EXERCISE GOAL :: Edit the part of the entries that opens with the line containing "query: black sunglasses" and closes with the line containing "[1175,497,1266,727]", replacing "leggings" with "tights" and leaving everything else unchanged. Give only those lines.

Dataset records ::
══════════════════════════════
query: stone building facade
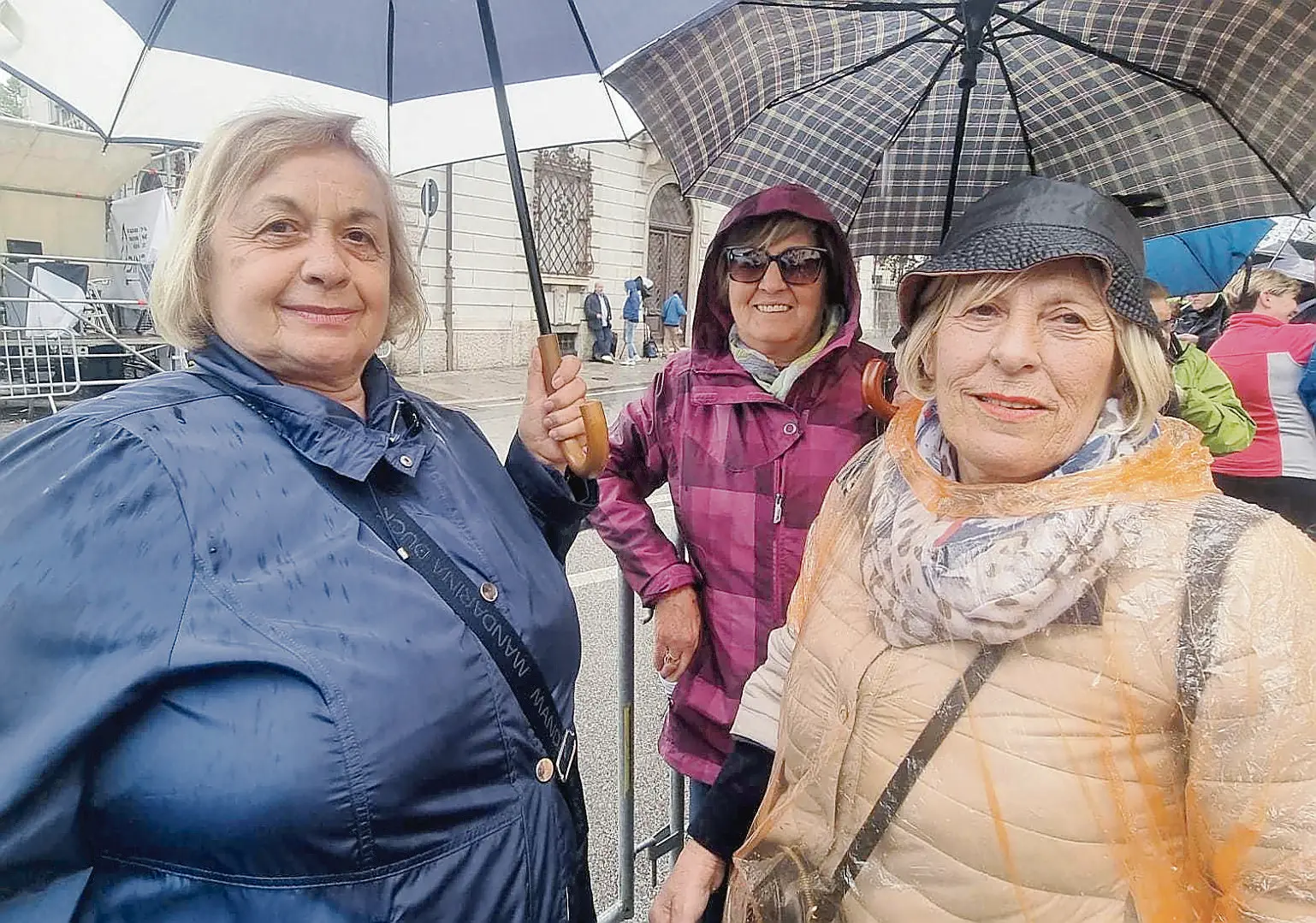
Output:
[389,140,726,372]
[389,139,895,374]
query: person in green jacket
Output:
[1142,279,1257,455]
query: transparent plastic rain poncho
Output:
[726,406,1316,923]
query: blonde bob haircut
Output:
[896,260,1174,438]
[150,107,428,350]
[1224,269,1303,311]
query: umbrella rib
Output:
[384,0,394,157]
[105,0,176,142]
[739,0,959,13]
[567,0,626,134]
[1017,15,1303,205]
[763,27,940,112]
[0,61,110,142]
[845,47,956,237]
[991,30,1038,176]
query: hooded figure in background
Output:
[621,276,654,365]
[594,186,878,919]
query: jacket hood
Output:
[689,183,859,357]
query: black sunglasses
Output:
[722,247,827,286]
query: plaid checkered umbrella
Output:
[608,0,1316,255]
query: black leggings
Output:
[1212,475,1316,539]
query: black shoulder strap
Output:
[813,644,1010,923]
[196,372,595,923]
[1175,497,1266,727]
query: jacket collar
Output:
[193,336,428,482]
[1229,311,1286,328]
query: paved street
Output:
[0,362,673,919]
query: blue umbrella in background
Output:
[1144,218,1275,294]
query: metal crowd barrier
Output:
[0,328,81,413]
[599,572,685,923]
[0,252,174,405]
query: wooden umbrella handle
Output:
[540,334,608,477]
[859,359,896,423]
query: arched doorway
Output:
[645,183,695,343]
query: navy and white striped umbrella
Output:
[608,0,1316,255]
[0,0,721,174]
══════════════════════════════
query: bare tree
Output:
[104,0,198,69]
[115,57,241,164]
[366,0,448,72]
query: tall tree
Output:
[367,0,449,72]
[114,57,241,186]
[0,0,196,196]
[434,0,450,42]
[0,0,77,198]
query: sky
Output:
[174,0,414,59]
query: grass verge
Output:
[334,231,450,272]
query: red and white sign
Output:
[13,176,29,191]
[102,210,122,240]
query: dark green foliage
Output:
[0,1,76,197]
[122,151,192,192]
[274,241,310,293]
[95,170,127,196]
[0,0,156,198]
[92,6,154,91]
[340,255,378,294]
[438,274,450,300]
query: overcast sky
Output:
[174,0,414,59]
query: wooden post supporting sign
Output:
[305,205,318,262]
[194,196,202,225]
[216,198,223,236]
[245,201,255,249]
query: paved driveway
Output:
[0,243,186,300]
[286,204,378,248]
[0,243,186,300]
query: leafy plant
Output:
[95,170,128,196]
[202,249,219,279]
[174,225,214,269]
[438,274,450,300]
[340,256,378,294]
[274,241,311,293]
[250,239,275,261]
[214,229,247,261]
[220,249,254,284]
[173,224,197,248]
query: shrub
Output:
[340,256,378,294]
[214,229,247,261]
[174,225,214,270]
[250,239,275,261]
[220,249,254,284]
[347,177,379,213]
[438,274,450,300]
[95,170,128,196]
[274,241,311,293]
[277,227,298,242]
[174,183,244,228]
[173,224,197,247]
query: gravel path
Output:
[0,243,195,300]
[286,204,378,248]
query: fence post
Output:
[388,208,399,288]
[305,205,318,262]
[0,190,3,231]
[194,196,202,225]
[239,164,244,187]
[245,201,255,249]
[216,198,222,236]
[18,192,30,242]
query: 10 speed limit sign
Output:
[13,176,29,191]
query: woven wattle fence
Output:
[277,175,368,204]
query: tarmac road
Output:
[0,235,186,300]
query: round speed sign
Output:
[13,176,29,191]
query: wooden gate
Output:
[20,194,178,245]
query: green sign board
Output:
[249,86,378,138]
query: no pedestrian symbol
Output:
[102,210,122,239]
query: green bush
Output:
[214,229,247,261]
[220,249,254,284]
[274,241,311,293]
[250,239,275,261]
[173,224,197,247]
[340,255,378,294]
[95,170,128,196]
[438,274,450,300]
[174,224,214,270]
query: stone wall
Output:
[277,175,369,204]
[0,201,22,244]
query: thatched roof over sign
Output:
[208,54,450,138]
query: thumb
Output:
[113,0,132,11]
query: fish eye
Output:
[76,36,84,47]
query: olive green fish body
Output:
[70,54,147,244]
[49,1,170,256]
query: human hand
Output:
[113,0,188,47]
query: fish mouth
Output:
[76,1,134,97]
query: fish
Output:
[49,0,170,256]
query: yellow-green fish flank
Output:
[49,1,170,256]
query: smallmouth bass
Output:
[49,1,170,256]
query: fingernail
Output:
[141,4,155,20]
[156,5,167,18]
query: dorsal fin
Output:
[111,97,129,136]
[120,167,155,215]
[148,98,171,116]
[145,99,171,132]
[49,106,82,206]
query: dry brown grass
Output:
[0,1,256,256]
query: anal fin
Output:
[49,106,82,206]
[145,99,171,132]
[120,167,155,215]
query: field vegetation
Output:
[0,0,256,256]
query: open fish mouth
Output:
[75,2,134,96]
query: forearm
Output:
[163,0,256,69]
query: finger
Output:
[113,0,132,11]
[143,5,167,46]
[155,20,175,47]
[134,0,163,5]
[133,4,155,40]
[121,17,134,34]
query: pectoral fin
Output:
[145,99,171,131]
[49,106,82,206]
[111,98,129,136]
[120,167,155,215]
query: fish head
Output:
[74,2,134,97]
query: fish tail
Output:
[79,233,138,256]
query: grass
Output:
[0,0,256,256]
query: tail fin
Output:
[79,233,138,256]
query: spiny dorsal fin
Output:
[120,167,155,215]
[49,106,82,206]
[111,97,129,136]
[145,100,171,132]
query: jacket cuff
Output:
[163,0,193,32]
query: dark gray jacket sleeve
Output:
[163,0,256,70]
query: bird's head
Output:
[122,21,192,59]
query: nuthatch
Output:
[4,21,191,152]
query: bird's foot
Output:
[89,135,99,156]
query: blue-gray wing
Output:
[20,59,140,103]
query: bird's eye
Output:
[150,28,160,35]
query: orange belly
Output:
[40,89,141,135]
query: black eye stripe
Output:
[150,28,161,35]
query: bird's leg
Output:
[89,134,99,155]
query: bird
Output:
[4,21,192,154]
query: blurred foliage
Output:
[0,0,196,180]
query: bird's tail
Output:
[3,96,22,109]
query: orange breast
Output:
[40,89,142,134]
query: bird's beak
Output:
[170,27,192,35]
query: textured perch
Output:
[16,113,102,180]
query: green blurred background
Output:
══════════════════════════════
ANSWER TO THE EXERCISE ::
query: black sunglasses
Output:
[722,247,827,286]
query: plaid checkered umbrella
Output:
[608,0,1316,255]
query: black tights
Output:
[1212,475,1316,539]
query: black shoulder strap
Output:
[813,644,1010,923]
[196,372,595,923]
[1175,497,1266,727]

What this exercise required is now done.